* THE PROBLEM:
Return all the data exactly, keeping the pictures out.

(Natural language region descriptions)
######
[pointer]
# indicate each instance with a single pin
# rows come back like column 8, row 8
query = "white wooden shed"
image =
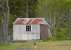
column 30, row 29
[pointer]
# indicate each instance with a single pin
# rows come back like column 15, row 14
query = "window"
column 28, row 28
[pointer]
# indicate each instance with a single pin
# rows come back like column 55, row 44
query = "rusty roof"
column 22, row 21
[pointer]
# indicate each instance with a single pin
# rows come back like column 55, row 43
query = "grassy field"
column 50, row 45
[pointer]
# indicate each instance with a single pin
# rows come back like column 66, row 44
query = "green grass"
column 50, row 45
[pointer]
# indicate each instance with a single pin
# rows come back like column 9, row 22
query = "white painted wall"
column 19, row 32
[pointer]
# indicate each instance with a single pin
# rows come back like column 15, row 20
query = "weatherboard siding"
column 20, row 33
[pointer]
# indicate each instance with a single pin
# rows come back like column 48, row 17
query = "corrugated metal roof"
column 30, row 21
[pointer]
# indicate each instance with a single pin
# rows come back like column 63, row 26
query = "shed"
column 30, row 29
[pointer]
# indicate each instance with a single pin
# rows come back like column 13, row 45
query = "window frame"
column 28, row 28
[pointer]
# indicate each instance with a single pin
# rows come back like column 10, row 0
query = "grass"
column 50, row 45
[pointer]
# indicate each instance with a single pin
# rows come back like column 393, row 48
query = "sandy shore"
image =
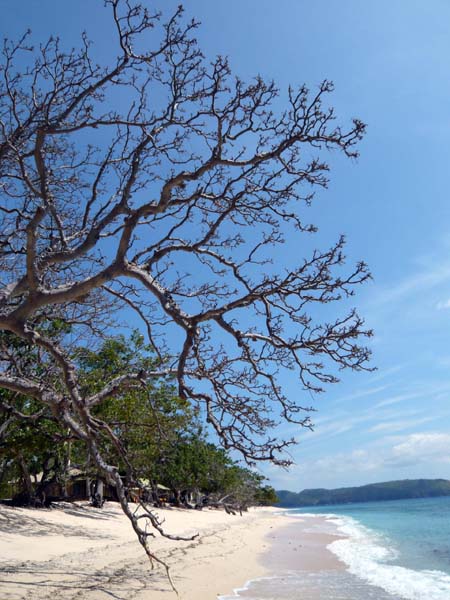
column 78, row 552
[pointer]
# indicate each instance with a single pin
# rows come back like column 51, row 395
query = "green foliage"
column 161, row 440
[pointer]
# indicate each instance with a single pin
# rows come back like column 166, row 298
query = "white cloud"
column 420, row 448
column 443, row 305
column 400, row 425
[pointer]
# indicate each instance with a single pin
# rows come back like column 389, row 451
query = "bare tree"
column 161, row 184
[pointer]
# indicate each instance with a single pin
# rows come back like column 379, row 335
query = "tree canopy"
column 158, row 185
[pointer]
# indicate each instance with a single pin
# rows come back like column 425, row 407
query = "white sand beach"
column 79, row 552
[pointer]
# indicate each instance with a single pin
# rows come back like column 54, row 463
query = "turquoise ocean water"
column 392, row 550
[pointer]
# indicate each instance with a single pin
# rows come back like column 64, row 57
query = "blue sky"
column 389, row 62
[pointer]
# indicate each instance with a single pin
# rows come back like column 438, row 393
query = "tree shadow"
column 16, row 521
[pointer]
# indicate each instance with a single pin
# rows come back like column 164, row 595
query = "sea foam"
column 369, row 557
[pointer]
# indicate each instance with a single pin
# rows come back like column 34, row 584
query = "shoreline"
column 78, row 552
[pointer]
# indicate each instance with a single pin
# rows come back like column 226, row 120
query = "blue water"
column 418, row 530
column 393, row 550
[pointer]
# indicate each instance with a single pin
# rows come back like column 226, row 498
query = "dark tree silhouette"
column 161, row 184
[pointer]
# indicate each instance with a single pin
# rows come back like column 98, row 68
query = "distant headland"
column 388, row 490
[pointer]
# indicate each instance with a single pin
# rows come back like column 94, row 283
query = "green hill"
column 390, row 490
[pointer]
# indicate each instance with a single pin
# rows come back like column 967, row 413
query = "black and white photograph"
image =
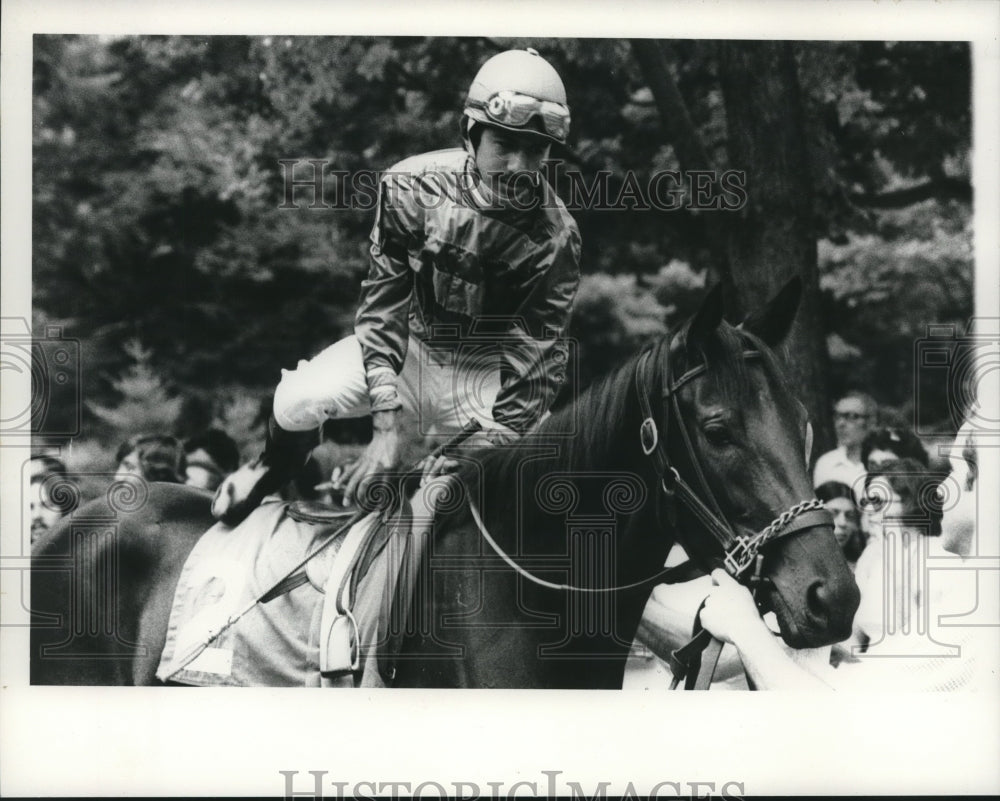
######
* RESULT FOR THIS TASK:
[pointer]
# indicate each instance with a single pin
# rows come back like column 8, row 8
query = "white wooden shed"
image =
column 30, row 29
[pointer]
# indicate each instance with a single pin
# rows come back like column 15, row 14
query = "window"
column 28, row 28
[pointer]
# indicate each instance with a single pin
# rows come back like column 55, row 44
query = "rusty roof"
column 22, row 21
[pointer]
# indicate each instance with a single pin
# rows come back like column 55, row 43
query = "grassy field"
column 50, row 45
[pointer]
# indicate each instance with a single pin
# rows come back like column 66, row 44
query = "green grass"
column 50, row 45
[pointer]
# indicate each instance with a single pin
# rows come back like column 9, row 22
query = "white painted wall"
column 19, row 32
[pointer]
# indicate each instance with a single pin
# rows come back like column 15, row 20
query = "weatherboard siding"
column 20, row 33
[pointer]
# indicate each instance with a single pin
# rows come back like column 48, row 17
query = "corrugated metal roof"
column 30, row 21
[pointer]
# indicate each instance with a single pin
# rows come back like column 63, row 26
query = "shed"
column 30, row 29
[pointer]
# indicate each instance with a single pin
# rows come back like column 13, row 45
query = "window frame"
column 28, row 28
[pointer]
# indicate each instance with a single pin
# rows come back like column 10, row 0
query = "grass"
column 50, row 45
[pointer]
# indicate each instance with a single pin
# rows come back like column 393, row 48
query = "sandy shore"
image =
column 78, row 552
[pointer]
# indicate each instance with a single pin
# rows come back like column 51, row 395
query = "green foliage"
column 161, row 440
[pointer]
# indicate each instance with a single pin
# rows come back like column 166, row 298
query = "white cloud"
column 420, row 448
column 443, row 305
column 400, row 425
[pointer]
# indicate each instance with a single pin
# rows come back like column 389, row 451
query = "bare tree"
column 161, row 184
[pointer]
# indicate each instance with a single pin
# rows come back like column 379, row 335
query = "tree canopy"
column 158, row 185
[pointer]
# indicate each instance with a single pin
# rows come back like column 425, row 407
query = "white sand beach"
column 79, row 552
[pointer]
# indicate each instance with a single pin
# rows come back like column 54, row 463
query = "turquoise ocean water"
column 392, row 550
[pointer]
# indicate each instance with a single pin
# rows come back like column 64, row 57
query = "blue sky"
column 389, row 62
[pointer]
# indicate each instance with a single pin
# rows come back like column 438, row 393
query = "tree shadow"
column 16, row 521
[pointer]
# indicate each instance with a single pin
# rows come back like column 164, row 595
query = "sea foam"
column 369, row 557
[pointer]
# indicate each instance with a single pin
# rows come back like column 34, row 584
query = "shoreline"
column 78, row 552
[pointer]
# indicate each instance with a single pin
# rows come back like column 226, row 120
query = "blue water"
column 418, row 530
column 393, row 550
[pointer]
# indicate each instance with a single pin
# rows come back like column 226, row 498
query = "dark tree silhouette"
column 161, row 184
[pointer]
# indicate each instance with a single pin
# rows come back like column 98, row 68
query = "distant headland"
column 388, row 490
[pointer]
# indicate each instance with a single pin
# rows come back like column 94, row 283
query = "green hill"
column 390, row 490
[pointer]
# indicate each instance with a single pin
# rows come back like column 967, row 413
query = "black and white photograph"
image =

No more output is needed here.